Yazılı Talep:
Aşağıdaki verilerde "plant" sözcüğünün geçtiği satırları bulun ve her birini kopyalayın. Büyük ve küçük harf ayrımını gözetin.

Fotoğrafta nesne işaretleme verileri
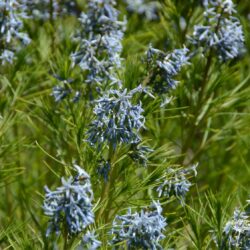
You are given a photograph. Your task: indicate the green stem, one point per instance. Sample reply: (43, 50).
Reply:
(107, 185)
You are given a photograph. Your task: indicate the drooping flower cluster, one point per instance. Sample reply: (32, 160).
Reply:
(118, 120)
(166, 67)
(11, 38)
(70, 205)
(103, 169)
(176, 183)
(221, 30)
(237, 231)
(143, 230)
(89, 242)
(148, 9)
(99, 40)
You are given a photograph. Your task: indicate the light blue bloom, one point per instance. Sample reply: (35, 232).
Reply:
(11, 38)
(103, 169)
(143, 230)
(175, 183)
(237, 231)
(99, 41)
(89, 241)
(166, 66)
(70, 204)
(117, 119)
(220, 31)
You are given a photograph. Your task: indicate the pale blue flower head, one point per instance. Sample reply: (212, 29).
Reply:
(220, 31)
(99, 39)
(176, 183)
(166, 66)
(237, 231)
(70, 204)
(117, 119)
(89, 241)
(143, 230)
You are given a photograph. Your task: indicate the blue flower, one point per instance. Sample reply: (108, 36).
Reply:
(104, 168)
(140, 230)
(166, 66)
(221, 30)
(70, 204)
(99, 41)
(237, 231)
(176, 183)
(117, 119)
(89, 241)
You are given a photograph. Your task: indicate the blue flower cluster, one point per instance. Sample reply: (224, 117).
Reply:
(221, 30)
(70, 204)
(117, 119)
(176, 183)
(99, 40)
(89, 241)
(11, 14)
(237, 231)
(166, 67)
(148, 9)
(103, 169)
(143, 230)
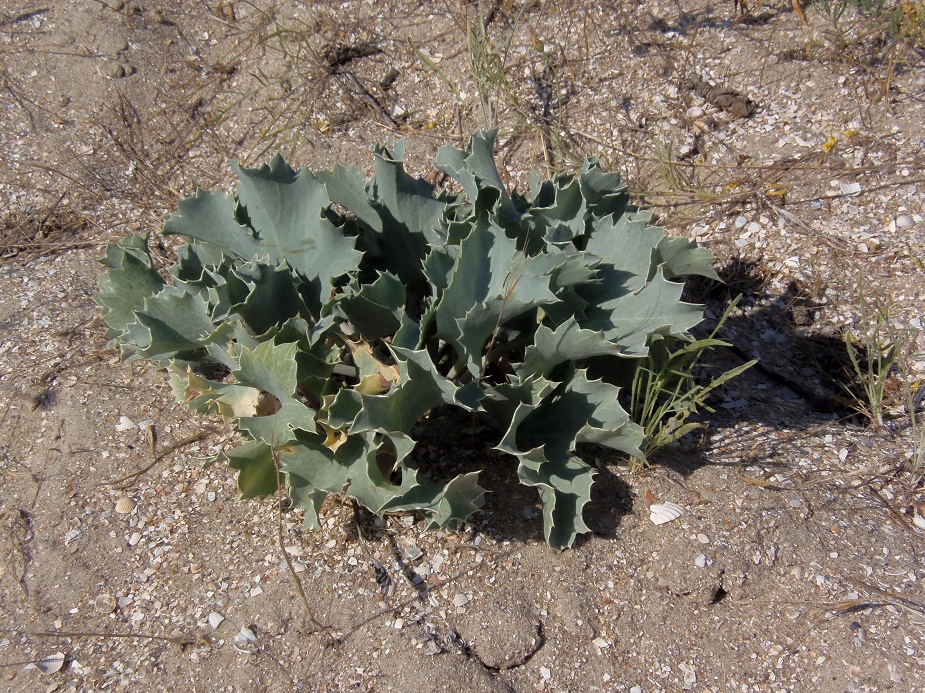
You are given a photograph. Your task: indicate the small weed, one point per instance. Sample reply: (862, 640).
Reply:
(875, 351)
(665, 391)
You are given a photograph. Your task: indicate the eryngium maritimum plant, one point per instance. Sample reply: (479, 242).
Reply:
(337, 332)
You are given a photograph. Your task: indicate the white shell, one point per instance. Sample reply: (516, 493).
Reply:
(51, 665)
(660, 513)
(918, 517)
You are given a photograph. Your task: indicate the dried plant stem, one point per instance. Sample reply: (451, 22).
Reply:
(282, 547)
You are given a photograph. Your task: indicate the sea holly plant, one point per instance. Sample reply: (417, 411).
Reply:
(324, 315)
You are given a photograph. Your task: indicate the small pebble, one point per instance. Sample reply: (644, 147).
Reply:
(105, 604)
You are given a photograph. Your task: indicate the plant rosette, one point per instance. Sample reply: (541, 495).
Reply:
(323, 315)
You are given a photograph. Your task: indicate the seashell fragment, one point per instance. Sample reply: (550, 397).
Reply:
(51, 665)
(105, 604)
(918, 516)
(660, 513)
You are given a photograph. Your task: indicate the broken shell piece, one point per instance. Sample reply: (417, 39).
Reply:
(918, 516)
(660, 513)
(51, 665)
(105, 604)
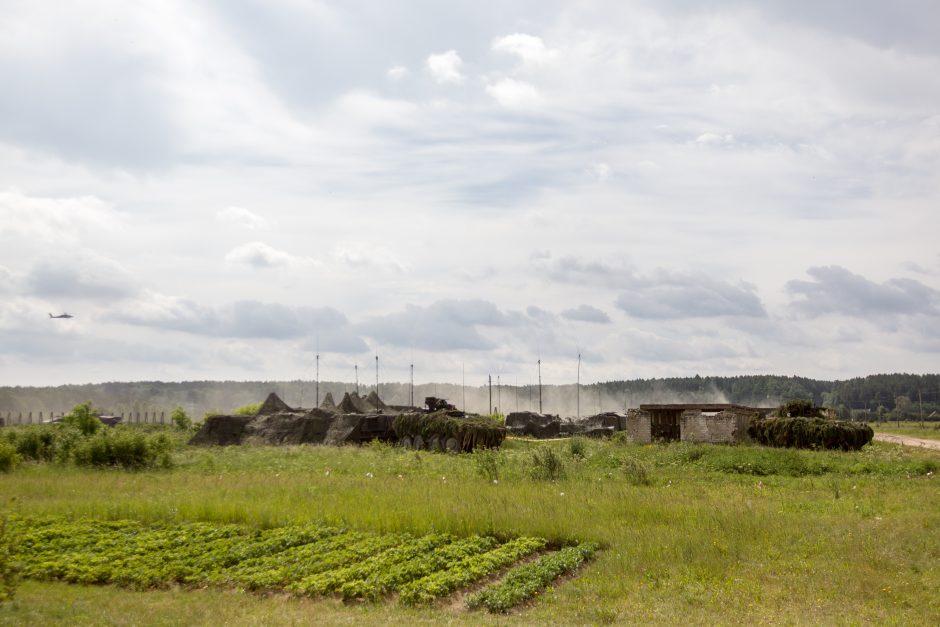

Alıştırma Yanıtı:
You are given a photograph. Your task: indicate the eryngium maritimum plant, one point per instance. Sample reply: (479, 242).
You are given a photograph. Your task: indicate the dried plant stem, one point per instance. Sample reply: (451, 22).
You are given a photograph. Your task: indicate the sea holly plant, one point per instance. Sample reply: (417, 411).
You are given a photograph. Your task: indicate the plant rosette, one point per instance. Sample reply: (541, 495).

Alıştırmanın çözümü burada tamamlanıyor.